::: SOURCE PASSAGE
My father was one of those missionaries ordained, for a time, as an Evangelist. It seemed right to us. Certainly, it had not really been sensible for him to be allowed to perform every other function of a Minister, essentially running a not-yet-particularized church by himself out in the boonies, but not allowed to baptize or administer the Supper. How can you have a church without the sacraments? If you want to establish churches, you either have to require missionaries to be ordained Ministers or you have to authorize non-Ministers to perform those functions. That was the need and the CRC's solution.

The use of the Evangelist office quickly morphed. Rather than being just for missionaries, it became a handy way to bypass seminary training for churches that wanted to expand the duties of their non-Minister staff. About that time, the CRC was also beginning to deal with calls to allow women in office, and some saw Evangelist as a way to get around the fact that getting a woman ordained as a Minister looked to be (at the time) an impossible hurdle. Before long the office of Evangelist was scrapped and replaced with a description and moniker less missionary-oriented.

The issue with missionaries still exists, though, in many good denominations. One either has to (1) only appoint those who've completed seminary training and been ordained as Ministers when sending church-planting missionaries, (2) lower the expected standards in special cases so that those without seminary training can be ordained as Ministers, or (3) authorize non-Ministers (perhaps ordained Evangelists) to do duties normallly reserved for Ministers only.
::::::
::: INFORMATION GIVEN
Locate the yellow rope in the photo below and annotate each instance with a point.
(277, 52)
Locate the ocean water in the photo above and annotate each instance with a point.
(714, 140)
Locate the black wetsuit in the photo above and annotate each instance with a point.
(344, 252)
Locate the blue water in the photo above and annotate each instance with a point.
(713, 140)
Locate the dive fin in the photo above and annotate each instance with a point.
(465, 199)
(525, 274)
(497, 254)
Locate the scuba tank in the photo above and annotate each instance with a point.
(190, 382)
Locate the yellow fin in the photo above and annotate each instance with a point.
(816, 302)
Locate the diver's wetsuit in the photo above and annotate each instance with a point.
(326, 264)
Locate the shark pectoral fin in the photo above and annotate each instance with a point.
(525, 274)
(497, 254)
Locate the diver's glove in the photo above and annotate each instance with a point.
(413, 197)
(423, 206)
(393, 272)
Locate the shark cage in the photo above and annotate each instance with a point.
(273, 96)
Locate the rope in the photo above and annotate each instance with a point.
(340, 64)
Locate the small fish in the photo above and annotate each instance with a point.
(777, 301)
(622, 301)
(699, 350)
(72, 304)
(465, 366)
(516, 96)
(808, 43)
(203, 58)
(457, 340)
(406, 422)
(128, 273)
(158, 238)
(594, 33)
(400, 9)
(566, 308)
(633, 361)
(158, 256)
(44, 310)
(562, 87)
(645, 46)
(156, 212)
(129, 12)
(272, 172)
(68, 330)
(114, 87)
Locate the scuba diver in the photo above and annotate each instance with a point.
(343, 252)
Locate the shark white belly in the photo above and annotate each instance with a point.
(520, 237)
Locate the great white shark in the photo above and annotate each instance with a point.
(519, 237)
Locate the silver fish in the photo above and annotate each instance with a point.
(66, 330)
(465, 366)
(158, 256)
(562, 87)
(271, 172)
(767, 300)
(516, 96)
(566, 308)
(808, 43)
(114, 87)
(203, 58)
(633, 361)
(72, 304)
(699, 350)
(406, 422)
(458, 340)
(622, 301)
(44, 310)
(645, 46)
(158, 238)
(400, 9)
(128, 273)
::::::
EXERCISE REQUIREMENTS —
a: From the passage on the Evangelist office, reproduce the part starting at "The issue with" and ending at "for Ministers only.".
b: List the numbered options that the passage on the Evangelist office gives for denominations sending church-planting missionaries.
c: Extend the passage on the Evangelist office, picking up after its final sentence.

PER-TASK OUTPUTS —
a:
The issue with missionaries still exists, though, in many good denominations. One either has to (1) only appoint those who've completed seminary training and been ordained as Ministers when sending church-planting missionaries, (2) lower the expected standards in special cases so that those without seminary training can be ordained as Ministers, or (3) authorize non-Ministers (perhaps ordained Evangelists) to do duties normallly reserved for Ministers only.

b:
1. Only appoint those who've completed seminary training and been ordained as Ministers.
2. Lower the expected standards in special cases so that those without seminary training can be ordained as Ministers.
3. Authorize non-Ministers (perhaps ordained Evangelists) to do duties usually reserved for Ministers only.

c:
----------



## Romans922 (Jan 16, 2015)

The office of Evangelist like Apostle and Prophet have ceased with the close of the Canon.


----------



## Edward (Jan 16, 2015)

Romans922 said:


> The office of Evangelist like Apostle and Prophet have ceased with the close of the Canon.



So you've taken exception to those sections of the Book of Church Order?


----------



## Romans922 (Jan 16, 2015)

One is not able to take exceptions to the BCO. When even talking about the standards, only a presbytery can grant exception. An individual only has differences. But there are no differences or exceptions to the BCO.


----------



## Need 4 Creed (Jan 17, 2015)

Very helpful and insightful Jack. 

Yes, I can see how these issues would surround the contemporary function of evangelists.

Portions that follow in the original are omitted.